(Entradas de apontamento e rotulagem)
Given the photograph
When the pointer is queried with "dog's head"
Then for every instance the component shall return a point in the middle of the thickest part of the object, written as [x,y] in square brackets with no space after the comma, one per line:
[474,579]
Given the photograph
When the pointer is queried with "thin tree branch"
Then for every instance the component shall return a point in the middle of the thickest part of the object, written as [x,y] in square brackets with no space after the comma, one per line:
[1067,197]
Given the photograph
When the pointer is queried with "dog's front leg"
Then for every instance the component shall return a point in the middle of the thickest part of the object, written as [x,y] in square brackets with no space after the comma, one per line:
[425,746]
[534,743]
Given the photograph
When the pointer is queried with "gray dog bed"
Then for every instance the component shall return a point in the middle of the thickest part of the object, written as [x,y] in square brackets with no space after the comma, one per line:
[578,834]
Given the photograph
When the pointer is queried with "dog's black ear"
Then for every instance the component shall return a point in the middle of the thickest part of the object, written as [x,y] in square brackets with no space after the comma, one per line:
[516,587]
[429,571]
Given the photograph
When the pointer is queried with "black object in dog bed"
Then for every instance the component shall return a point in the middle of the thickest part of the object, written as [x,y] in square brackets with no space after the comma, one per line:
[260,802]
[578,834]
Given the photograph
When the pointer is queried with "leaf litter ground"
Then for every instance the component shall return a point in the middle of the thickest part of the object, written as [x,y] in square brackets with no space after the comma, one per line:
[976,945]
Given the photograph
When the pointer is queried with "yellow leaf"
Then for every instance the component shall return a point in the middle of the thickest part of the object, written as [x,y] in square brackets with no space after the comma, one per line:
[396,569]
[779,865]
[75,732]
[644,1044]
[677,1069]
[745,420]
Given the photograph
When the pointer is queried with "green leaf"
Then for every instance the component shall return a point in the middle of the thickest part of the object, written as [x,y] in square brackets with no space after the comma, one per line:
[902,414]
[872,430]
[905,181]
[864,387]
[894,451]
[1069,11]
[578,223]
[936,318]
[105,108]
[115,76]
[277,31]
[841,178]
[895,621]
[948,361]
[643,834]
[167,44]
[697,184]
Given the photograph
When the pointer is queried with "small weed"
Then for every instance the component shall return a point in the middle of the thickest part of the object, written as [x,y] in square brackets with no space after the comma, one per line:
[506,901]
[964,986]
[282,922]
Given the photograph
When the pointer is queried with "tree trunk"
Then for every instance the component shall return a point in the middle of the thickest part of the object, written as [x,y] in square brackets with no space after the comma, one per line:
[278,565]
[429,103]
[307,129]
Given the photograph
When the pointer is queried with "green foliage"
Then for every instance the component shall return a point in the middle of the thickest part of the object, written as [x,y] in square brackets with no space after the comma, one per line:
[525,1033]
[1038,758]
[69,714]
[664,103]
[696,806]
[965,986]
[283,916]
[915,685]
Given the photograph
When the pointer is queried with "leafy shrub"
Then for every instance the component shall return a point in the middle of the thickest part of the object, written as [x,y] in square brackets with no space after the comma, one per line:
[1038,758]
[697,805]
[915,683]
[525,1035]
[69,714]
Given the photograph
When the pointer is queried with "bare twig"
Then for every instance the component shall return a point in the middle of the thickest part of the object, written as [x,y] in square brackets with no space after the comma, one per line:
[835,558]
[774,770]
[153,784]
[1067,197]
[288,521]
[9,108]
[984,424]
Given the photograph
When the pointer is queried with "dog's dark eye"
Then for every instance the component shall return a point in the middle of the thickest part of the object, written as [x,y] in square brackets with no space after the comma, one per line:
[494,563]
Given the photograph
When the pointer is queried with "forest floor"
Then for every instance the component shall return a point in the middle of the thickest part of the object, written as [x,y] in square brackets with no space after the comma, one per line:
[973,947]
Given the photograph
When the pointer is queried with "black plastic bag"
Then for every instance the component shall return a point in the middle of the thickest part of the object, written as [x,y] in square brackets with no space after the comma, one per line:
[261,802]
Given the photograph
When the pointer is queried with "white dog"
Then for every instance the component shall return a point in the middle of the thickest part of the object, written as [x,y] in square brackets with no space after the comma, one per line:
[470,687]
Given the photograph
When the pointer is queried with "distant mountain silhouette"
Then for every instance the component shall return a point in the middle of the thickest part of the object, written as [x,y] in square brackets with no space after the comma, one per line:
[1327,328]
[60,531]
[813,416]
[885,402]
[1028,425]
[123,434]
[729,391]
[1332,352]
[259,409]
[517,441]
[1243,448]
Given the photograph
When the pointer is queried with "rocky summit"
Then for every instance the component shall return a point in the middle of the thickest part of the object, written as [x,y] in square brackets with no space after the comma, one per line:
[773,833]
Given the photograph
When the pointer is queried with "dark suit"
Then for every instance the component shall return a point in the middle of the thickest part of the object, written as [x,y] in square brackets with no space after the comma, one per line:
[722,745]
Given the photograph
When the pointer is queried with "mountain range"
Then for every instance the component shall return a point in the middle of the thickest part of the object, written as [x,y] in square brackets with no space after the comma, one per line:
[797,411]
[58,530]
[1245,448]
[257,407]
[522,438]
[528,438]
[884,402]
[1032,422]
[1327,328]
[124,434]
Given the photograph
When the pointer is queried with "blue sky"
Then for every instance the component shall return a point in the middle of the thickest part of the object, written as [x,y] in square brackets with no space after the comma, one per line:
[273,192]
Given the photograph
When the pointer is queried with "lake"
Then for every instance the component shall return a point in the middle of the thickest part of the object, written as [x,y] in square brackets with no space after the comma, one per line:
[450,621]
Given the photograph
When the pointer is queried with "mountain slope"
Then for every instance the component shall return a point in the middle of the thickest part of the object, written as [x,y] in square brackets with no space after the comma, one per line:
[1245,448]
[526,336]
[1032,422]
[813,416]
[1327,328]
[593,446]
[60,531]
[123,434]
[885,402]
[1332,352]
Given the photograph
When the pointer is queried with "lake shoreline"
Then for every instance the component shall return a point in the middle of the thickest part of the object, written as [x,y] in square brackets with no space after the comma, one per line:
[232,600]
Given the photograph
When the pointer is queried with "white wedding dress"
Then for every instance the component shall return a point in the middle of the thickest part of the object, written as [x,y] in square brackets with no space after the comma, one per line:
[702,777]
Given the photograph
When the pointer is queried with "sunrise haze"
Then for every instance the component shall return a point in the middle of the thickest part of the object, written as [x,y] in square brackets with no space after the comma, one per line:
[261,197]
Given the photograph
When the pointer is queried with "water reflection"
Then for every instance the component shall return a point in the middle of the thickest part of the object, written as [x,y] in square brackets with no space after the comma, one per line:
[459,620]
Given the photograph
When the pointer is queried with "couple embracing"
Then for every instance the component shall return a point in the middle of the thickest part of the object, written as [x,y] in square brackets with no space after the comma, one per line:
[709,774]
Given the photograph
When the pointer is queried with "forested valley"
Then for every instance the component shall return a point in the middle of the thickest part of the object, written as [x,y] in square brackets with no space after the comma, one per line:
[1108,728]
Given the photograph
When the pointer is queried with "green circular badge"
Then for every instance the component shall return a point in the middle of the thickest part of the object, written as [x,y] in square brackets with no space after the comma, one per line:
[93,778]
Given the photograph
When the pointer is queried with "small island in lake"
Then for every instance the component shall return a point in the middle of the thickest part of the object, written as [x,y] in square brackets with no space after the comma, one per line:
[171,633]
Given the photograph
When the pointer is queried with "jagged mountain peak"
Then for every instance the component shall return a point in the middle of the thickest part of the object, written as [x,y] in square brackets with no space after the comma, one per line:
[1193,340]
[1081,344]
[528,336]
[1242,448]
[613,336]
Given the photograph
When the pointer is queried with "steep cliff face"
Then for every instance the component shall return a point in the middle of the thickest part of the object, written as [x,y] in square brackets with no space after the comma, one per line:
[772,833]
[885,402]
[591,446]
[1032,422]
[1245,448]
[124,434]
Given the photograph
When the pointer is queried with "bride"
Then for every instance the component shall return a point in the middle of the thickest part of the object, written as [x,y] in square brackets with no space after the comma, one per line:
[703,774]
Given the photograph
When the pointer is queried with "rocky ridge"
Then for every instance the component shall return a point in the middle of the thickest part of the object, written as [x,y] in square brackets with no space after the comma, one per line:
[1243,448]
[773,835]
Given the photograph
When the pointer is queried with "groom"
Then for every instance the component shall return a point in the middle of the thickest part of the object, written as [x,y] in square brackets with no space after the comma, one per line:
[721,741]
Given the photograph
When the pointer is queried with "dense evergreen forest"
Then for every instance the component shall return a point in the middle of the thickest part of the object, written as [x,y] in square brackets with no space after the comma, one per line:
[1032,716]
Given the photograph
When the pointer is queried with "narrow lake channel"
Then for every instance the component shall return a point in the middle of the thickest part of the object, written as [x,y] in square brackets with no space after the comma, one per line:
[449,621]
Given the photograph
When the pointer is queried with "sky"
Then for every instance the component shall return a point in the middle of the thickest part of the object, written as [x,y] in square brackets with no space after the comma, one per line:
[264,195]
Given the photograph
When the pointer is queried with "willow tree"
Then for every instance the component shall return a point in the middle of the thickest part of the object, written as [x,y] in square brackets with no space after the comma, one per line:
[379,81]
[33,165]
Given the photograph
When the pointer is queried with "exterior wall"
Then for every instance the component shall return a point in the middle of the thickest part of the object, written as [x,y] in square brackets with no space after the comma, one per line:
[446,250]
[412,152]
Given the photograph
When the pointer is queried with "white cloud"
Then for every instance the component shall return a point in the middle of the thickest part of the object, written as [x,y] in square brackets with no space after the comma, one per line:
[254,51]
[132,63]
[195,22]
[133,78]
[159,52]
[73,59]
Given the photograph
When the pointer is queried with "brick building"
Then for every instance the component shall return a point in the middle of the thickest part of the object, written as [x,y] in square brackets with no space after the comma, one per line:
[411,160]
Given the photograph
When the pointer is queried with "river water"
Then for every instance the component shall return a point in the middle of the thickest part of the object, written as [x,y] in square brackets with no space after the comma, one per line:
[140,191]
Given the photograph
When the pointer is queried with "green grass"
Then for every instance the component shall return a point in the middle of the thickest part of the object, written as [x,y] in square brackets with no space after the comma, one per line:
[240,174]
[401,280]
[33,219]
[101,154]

» Tarefa do exercício
Por favor, localize nas linhas acima todas as que contêm a palavra "tree" e copie cada uma delas. Maiúsculas e minúsculas fazem diferença.

» Resposta à tarefa
When the pointer is queried with "thin tree branch"
When the pointer is queried with "tree trunk"
When the pointer is queried with "willow tree"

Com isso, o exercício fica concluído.